Exercise details
Please return only the lines from the one holding "Each instance receives a single keypoint. Tag the roof" through the one holding "Each instance receives a single keypoint. Tag the outdoor", exactly as they appear in the records below, both ends included.

───── Data for this task

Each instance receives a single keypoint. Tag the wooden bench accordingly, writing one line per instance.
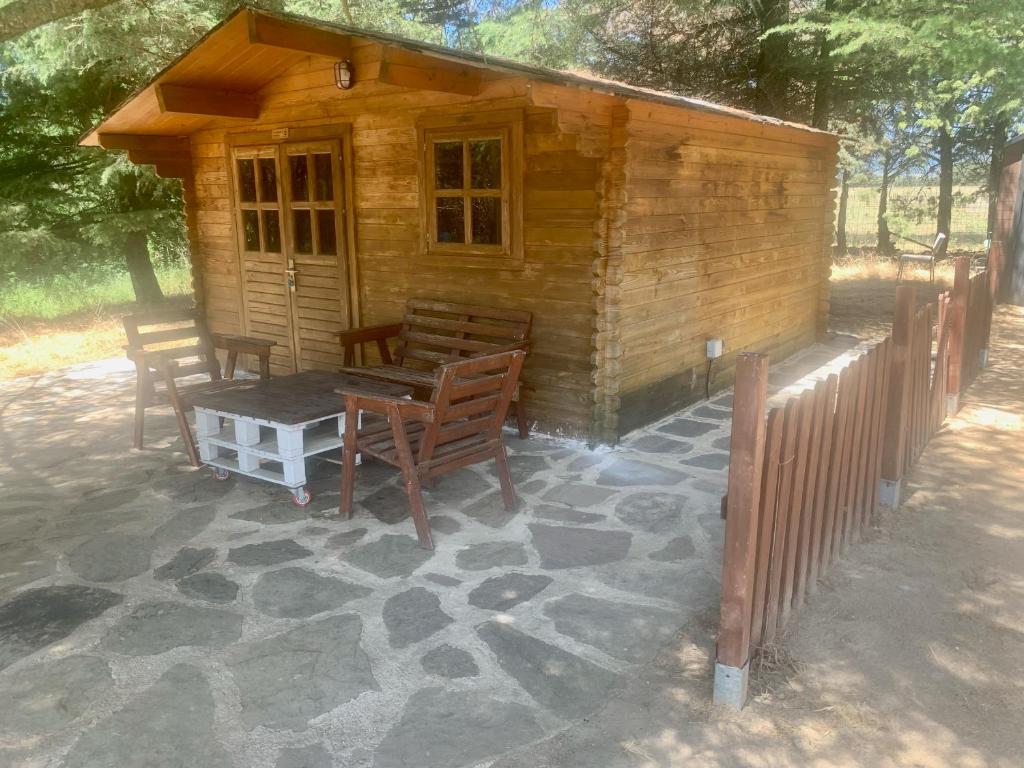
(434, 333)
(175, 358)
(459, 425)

──────────
───── Data for this task

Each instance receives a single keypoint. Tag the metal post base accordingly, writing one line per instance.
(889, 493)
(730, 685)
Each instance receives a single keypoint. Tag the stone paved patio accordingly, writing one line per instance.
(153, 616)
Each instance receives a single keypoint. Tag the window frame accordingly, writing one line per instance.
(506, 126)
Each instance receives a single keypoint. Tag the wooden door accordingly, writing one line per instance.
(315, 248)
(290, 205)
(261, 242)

──────────
───── Data for this task

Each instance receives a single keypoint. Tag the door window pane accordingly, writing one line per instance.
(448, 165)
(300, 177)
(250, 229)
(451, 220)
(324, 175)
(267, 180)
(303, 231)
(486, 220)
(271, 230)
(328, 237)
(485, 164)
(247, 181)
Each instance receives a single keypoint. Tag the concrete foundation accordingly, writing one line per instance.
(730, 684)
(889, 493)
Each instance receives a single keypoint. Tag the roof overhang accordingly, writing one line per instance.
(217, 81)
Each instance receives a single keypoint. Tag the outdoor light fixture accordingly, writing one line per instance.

──────────

Result for this task
Each instance receives a single keypoint. Tag the roof overhang accordingly, writing one line per instance.
(217, 81)
Each instance receives a single keypoint. Tag the outdoor light fixture accordingly, writing one line per instance.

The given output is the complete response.